▸ **Goal of the exercise**
Give back the entries exactly, ending with the "I would appreciate your help locating the bare" line.

▸ **Dataset extract**
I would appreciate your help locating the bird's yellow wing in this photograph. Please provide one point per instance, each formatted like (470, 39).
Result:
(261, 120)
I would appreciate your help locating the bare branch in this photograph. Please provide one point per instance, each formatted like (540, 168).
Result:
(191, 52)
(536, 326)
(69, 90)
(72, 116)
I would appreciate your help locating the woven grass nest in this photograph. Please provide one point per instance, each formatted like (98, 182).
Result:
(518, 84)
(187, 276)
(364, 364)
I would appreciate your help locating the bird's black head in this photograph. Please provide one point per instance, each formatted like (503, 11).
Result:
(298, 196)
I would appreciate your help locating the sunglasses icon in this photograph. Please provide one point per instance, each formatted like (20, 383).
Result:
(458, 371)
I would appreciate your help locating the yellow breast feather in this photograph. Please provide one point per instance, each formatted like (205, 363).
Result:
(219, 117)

▸ **Solution to the exercise**
I would appreciate your help locating the bird's yellow wing in this photograph. Please provide one point per instance, each formatted like (470, 39).
Result:
(261, 120)
I would appreciate your help locating the bare branch in this photograph. Please provide one point per instance, each formatted like (540, 168).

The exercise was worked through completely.